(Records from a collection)
◆ ◆ ◆ ◆ ◆ ◆ ◆
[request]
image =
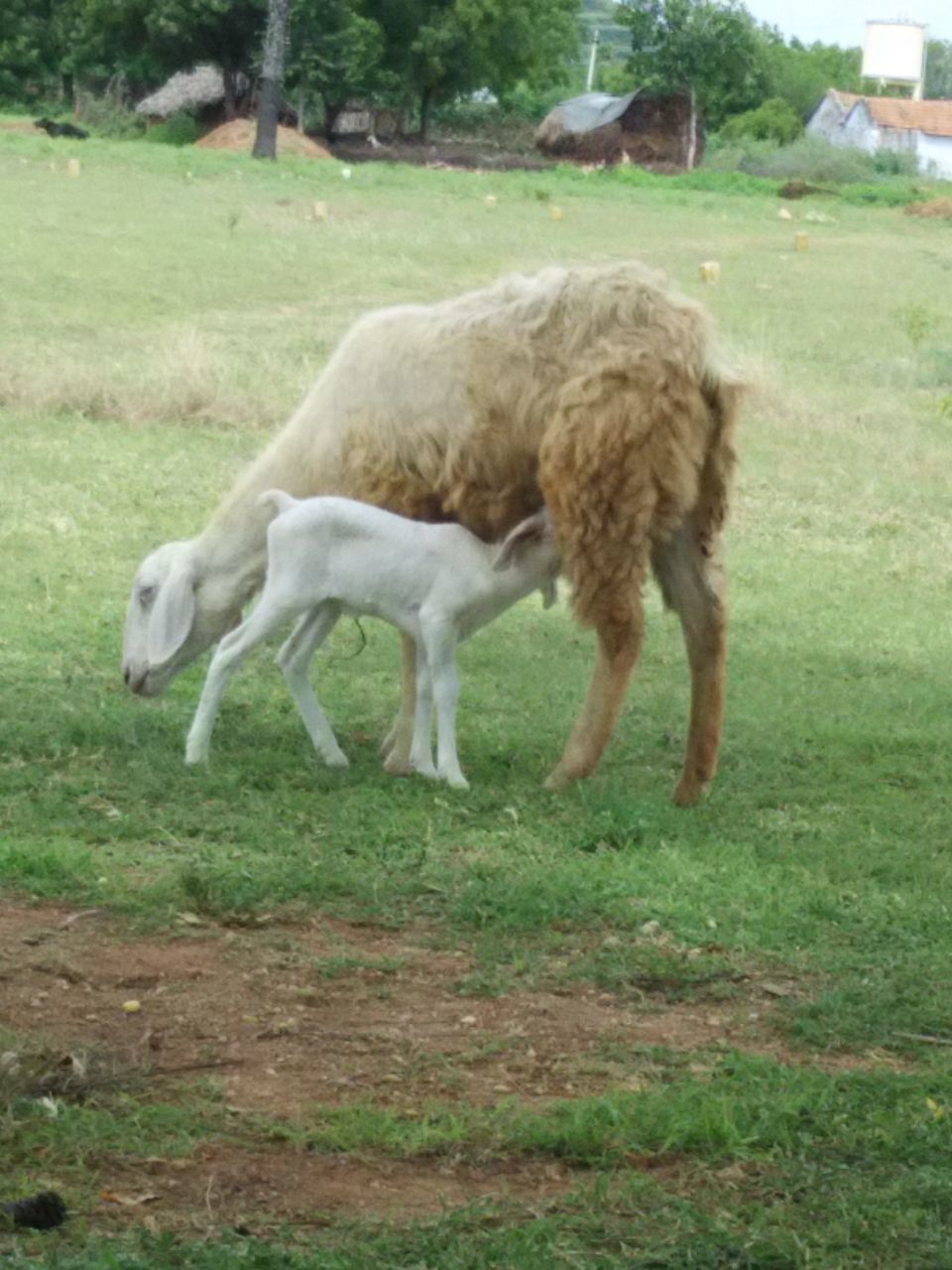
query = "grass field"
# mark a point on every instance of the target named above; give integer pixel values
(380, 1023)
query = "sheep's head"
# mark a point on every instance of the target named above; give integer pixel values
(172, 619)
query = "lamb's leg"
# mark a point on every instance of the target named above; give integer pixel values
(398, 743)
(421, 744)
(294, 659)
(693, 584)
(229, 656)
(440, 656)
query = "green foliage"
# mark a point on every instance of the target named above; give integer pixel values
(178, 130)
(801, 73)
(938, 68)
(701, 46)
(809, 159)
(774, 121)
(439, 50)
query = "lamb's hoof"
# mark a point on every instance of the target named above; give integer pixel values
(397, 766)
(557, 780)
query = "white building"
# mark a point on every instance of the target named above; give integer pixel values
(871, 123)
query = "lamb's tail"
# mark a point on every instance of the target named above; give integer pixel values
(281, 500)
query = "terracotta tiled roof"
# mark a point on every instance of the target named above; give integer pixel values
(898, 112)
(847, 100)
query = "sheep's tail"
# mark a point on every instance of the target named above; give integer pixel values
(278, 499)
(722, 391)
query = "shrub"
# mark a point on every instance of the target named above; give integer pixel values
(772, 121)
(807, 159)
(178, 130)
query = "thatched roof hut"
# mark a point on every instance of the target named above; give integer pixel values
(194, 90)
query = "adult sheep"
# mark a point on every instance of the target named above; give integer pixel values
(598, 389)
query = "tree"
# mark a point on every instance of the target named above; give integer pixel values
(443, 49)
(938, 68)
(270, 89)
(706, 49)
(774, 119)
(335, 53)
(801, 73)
◆ ◆ ◆ ◆ ◆ ◆ ◆
WHAT IS REQUIRED:
Out of the preceding entries, pull each line that contains the word "roof".

EXERCISE RESULT:
query = "terracotta tiled roof"
query = "thatched roof hut"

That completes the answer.